── TEXT PASSAGE

CentromereArchitect assumes that the quality of the centromere assemblies is exceptionally high. Since live centromeres are extra-long tandem repeats, generating accurate centromere assemblies is a difficult computational challenge that was unresolved for almost two decades since the completion of the Human Genome Project (Bzikadze and Pevzner, 2020; Miga et al., 2020; Nurk et al., 2020, S.Nurk et al., submitted for publication). However, the public release of the Telomere-to-Telomere assembly v1.0 (that is used in this paper) has been evaluated by the TandemQUAST tool (Mikheenko et al., 2020). This evaluation showed no structural errors and no regions with deteriorated accuracy of base-calling. Ultimately, we will update the set of monomers and HOR decomposition as improved versions of the assembly become available.

Since there is only a single complete human genome assembly available to date, the selection of defaults for CentromereArchitect parameters is particularly challenging. Supplementary Note: ‘Parameters of CentromereArchitect’ describes our rationale for tuning these parameters.

Even though CentromereArchitect successfully extracted human monomers and HORs, it has certain limitations that we plan to address in a follow-up study and that are outlined below.

────
── PROVIDED INFORMATION

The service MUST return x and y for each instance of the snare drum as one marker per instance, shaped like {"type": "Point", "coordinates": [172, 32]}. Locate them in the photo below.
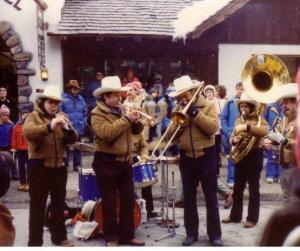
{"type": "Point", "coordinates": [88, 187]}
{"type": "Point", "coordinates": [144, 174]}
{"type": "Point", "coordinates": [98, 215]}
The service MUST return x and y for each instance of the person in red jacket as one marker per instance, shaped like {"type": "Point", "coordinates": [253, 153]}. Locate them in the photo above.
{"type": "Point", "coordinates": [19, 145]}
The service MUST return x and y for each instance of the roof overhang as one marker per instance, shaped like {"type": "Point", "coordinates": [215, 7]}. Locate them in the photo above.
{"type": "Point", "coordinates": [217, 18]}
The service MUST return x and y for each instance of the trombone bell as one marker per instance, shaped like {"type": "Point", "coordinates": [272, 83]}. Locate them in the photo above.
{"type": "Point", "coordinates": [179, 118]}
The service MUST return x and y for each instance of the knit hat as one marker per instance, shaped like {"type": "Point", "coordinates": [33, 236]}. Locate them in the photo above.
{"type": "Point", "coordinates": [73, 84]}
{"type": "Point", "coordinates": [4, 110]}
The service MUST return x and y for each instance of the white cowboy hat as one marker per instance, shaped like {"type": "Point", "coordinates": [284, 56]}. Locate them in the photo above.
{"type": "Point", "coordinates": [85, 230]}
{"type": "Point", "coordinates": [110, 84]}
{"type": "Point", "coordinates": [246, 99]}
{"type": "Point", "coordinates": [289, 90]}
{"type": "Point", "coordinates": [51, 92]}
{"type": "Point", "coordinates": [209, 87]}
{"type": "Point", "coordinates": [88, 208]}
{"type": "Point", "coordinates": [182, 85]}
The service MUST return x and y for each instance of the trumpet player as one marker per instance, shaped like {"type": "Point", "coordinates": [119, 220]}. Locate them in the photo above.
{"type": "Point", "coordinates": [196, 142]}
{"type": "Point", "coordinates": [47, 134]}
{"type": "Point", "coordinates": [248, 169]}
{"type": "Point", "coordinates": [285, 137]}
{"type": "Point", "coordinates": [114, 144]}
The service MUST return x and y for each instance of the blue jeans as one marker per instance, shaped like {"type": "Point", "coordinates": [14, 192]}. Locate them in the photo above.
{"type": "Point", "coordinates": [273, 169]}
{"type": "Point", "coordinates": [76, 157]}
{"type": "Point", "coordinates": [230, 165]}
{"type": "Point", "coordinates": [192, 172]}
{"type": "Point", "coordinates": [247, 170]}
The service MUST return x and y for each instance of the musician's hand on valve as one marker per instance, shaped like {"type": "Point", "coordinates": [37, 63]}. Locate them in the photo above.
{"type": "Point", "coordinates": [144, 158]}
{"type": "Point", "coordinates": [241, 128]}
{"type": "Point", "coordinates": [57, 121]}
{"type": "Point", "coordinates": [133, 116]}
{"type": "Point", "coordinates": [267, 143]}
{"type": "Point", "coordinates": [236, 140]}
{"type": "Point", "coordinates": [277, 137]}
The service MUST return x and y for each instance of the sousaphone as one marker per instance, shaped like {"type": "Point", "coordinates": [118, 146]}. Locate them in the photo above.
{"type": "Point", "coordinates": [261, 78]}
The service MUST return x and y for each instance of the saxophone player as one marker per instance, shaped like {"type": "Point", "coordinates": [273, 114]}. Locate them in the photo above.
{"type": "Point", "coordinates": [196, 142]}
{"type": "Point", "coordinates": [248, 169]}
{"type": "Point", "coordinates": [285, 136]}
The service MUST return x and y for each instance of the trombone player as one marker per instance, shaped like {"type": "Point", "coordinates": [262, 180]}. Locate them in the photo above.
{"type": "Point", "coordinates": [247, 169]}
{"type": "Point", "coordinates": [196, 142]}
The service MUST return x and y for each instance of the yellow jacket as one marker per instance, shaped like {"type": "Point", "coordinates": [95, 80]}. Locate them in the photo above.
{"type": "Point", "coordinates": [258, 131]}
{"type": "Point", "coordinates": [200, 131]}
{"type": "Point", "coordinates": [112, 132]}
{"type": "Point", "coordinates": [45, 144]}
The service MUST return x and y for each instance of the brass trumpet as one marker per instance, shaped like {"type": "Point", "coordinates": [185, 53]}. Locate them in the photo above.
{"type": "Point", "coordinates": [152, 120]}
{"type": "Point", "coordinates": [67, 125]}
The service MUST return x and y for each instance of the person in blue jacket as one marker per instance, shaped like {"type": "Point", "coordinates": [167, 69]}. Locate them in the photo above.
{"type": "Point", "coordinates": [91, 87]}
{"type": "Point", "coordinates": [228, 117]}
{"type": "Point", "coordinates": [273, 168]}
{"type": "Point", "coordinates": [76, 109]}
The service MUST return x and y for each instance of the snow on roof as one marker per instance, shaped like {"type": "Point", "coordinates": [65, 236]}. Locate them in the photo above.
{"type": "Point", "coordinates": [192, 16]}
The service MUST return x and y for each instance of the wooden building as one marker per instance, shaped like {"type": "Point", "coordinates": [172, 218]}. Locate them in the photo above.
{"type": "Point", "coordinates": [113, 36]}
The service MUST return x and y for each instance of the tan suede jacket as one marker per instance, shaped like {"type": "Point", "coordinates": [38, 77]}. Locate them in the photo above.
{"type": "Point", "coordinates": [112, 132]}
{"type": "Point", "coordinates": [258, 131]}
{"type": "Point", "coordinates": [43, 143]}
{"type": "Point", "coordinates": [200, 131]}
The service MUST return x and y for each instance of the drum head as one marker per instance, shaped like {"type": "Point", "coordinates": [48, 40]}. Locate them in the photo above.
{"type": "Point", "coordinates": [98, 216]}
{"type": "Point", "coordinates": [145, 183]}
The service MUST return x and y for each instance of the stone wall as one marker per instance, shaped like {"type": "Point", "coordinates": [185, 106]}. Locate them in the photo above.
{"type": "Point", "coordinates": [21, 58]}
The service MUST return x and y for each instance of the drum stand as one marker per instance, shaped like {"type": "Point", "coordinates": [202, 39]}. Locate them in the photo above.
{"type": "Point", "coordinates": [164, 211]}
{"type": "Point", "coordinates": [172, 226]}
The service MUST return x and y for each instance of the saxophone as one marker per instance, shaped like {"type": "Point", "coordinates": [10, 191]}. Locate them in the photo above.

────

COMPLETE THE FOLLOWING –
a. In the CentromereArchitect passage, which tool evaluated the Telomere-to-Telomere assembly v1.0?
b. Transcribe the CentromereArchitect passage between "Since there is" and "are outlined below.", inclusive.

EXERCISE ANSWERS –
a. The TandemQUAST tool.

b.
Since there is only a single complete human genome assembly available to date, the selection of defaults for CentromereArchitect parameters is particularly challenging. Supplementary Note: ‘Parameters of CentromereArchitect’ describes our rationale for tuning these parameters.

Even though CentromereArchitect successfully extracted human monomers and HORs, it has certain limitations that we plan to address in a follow-up study and that are outlined below.